Request ::
Reproduce the book review word for word from "Isla and the Happily Ever Afterby" up to and including "happily ever after.".

Text extract ::
Isla and the Happily Ever Afterby Stephanie Perkins. Dutton Books for Young Readers. 2014. Library copy.

Isla and the Happily Ever AfterThe Plot: Isla is starting her senior year at her boarding school in France. She's had a crush on Josh for ages and ages, but he didn't even seem to know she was alive. (Considering how small her school is, that seems impossible.... and yet.)

But this year... this year may be different. Isla may be getting her happily ever after.

The Good: ajdlkjas;djs;ldjf;sd

That's not a type.

Yes, this came out last year, but I was saving it. Saving it for when I needed it.

And oh, I'm so glad I did. This is a companion to Anna and the French Kiss and Lola and the Boy Next Door; it's a true stand alone. I confess, I remembered Josh from Anna; but I didn't remember Isla at all. I need to reread....

I also need to go to Paris, right away. Like, yesterday. So any advice on super cheap airfare, and super cheap yet still nice places to stay?

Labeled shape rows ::
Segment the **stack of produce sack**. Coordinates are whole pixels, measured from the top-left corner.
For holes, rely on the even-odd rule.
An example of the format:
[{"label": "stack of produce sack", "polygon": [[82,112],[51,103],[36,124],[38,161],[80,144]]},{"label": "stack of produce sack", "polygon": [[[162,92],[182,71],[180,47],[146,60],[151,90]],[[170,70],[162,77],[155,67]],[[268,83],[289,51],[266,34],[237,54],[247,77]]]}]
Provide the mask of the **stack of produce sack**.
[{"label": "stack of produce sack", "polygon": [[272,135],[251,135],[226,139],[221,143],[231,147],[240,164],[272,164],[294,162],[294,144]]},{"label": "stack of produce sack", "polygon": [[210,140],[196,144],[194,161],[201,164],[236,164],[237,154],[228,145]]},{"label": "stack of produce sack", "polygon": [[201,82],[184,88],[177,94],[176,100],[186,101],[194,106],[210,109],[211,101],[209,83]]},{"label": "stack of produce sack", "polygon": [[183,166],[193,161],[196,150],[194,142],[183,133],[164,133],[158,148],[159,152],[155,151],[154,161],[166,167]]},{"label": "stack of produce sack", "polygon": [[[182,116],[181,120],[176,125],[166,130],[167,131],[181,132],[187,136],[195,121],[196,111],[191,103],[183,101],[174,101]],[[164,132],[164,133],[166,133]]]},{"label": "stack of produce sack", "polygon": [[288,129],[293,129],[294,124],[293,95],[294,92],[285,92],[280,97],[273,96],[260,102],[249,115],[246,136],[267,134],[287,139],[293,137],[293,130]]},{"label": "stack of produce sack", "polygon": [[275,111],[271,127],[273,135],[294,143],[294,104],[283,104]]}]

Solution to this problem ::
Isla and the Happily Ever Afterby Stephanie Perkins. Dutton Books for Young Readers. 2014. Library copy.

Isla and the Happily Ever AfterThe Plot: Isla is starting her senior year at her boarding school in France. She's had a crush on Josh for ages and ages, but he didn't even seem to know she was alive. (Considering how small her school is, that seems impossible.... and yet.)

But this year... this year may be different. Isla may be getting her happily ever after.